Set task:
Scale the records from the line with "the gray sneaker." to the line with "45], [28, 192]]", both included, and write out only those lines, requests and answers alike. Multiply every point coordinate in the answers by 1.45 and round to whole numbers, halves up, leaving the request text unchanged.

The records:

-----

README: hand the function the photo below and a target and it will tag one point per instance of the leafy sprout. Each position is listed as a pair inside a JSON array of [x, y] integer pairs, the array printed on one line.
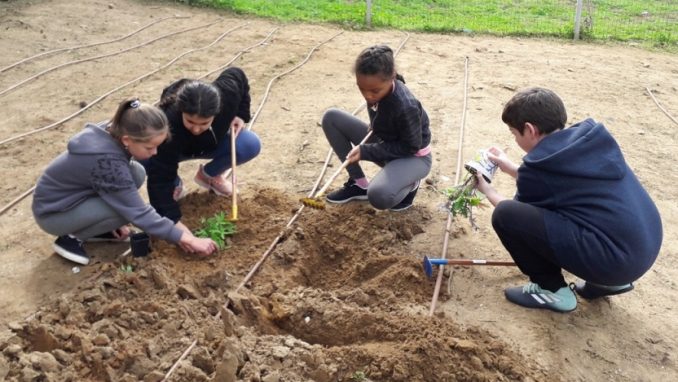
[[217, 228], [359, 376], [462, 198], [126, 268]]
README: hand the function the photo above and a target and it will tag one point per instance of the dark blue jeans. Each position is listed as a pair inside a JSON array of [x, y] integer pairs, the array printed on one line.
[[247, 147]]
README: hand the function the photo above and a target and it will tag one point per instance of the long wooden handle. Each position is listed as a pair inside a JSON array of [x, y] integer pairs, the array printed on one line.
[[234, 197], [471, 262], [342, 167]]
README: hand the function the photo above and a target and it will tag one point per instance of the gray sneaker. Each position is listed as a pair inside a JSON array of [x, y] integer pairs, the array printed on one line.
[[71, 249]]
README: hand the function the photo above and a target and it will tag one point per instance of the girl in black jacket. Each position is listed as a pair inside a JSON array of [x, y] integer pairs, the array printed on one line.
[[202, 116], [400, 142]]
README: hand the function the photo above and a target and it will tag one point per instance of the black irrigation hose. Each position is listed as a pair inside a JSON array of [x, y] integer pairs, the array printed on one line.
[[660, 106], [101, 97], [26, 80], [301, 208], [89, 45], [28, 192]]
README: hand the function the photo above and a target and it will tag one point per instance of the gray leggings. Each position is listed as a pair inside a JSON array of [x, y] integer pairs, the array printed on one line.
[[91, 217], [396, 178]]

-----

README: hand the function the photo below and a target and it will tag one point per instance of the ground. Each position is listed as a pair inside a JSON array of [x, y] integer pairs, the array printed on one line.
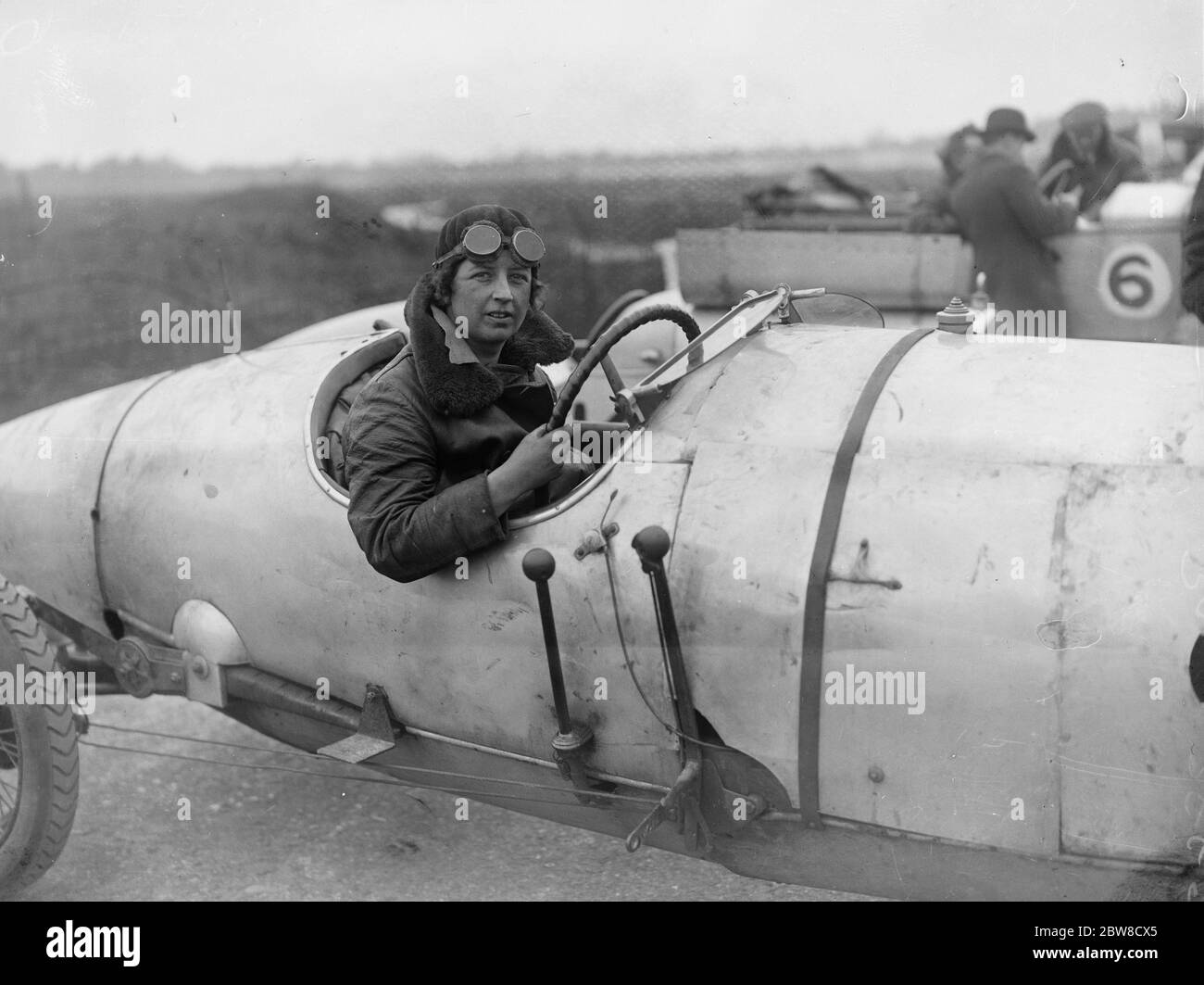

-----

Solved exercise:
README: hand the function the photo above and a target and it will tag one point per instance of the gray sneaker. Each position is listed as a pair inside a JSON array of [x, y] integer pairs, the array printed on one line.
[[103, 361]]
README: hand the function the photo above and a target and it will tag one point per instance of the girl in black jacket. Each position is listed as a pair inside a JSON array of [x, y] integer pairs, the array printed on one line.
[[293, 168], [580, 206]]
README: hand the function the photo above and a target and it will tag one point per instance of the black irrigation hose. Each position is listed as a pair inside a JSON array of [x, y] integer pairs, the array printed on one line.
[[957, 154], [146, 141], [38, 116], [436, 302], [129, 65], [41, 278]]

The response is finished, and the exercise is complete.